Report how many lines of the data contain the string "wooden". Add nothing.

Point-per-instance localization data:
§ §

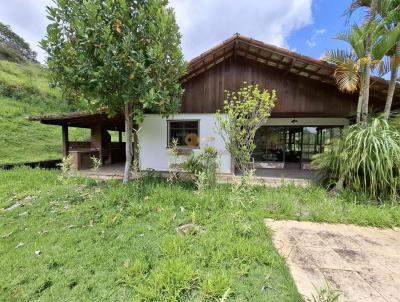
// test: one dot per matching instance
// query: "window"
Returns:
(185, 132)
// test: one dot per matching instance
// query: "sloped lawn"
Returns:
(102, 241)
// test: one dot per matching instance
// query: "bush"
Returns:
(366, 158)
(203, 167)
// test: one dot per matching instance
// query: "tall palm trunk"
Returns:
(360, 96)
(394, 66)
(367, 75)
(359, 106)
(365, 90)
(128, 144)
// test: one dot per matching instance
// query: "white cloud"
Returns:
(28, 19)
(203, 23)
(312, 41)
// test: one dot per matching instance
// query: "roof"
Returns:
(237, 45)
(277, 57)
(82, 120)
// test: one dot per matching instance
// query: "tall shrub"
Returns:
(366, 158)
(244, 112)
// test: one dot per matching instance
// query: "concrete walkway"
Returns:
(362, 263)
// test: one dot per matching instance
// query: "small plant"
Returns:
(201, 181)
(366, 159)
(173, 164)
(96, 164)
(66, 166)
(135, 169)
(202, 168)
(243, 189)
(244, 112)
(325, 294)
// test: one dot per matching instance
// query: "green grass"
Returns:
(109, 242)
(25, 91)
(27, 76)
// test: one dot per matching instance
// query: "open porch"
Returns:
(105, 141)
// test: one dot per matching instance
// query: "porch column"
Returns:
(65, 140)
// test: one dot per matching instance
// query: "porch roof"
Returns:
(83, 120)
(280, 58)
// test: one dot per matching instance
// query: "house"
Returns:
(310, 110)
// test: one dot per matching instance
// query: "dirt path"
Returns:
(362, 263)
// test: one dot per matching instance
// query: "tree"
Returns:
(14, 47)
(388, 14)
(244, 112)
(121, 55)
(351, 65)
(355, 65)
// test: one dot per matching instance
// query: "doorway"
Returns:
(290, 147)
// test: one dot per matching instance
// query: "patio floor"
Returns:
(363, 263)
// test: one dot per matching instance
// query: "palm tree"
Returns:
(388, 14)
(354, 67)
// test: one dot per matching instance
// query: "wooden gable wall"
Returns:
(297, 96)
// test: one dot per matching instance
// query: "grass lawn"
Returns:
(108, 242)
(25, 91)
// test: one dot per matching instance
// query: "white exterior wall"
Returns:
(153, 137)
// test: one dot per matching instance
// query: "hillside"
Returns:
(24, 91)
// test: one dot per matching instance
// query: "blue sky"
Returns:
(328, 20)
(304, 26)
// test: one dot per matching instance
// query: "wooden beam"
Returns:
(65, 140)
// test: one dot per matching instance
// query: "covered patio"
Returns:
(103, 143)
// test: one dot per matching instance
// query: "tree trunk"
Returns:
(359, 105)
(136, 149)
(365, 93)
(128, 143)
(394, 64)
(367, 75)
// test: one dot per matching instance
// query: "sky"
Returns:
(304, 26)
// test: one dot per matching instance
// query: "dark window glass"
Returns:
(185, 132)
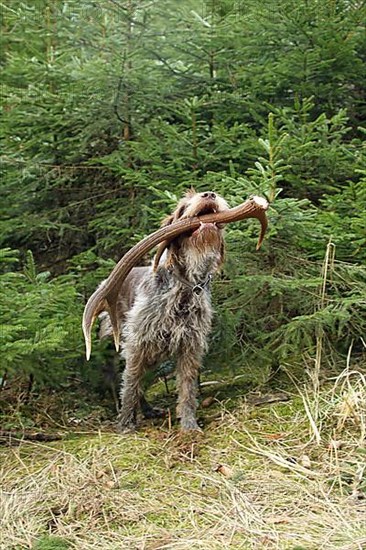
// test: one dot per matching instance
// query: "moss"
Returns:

§ §

◆ **TASK RESPONSE**
2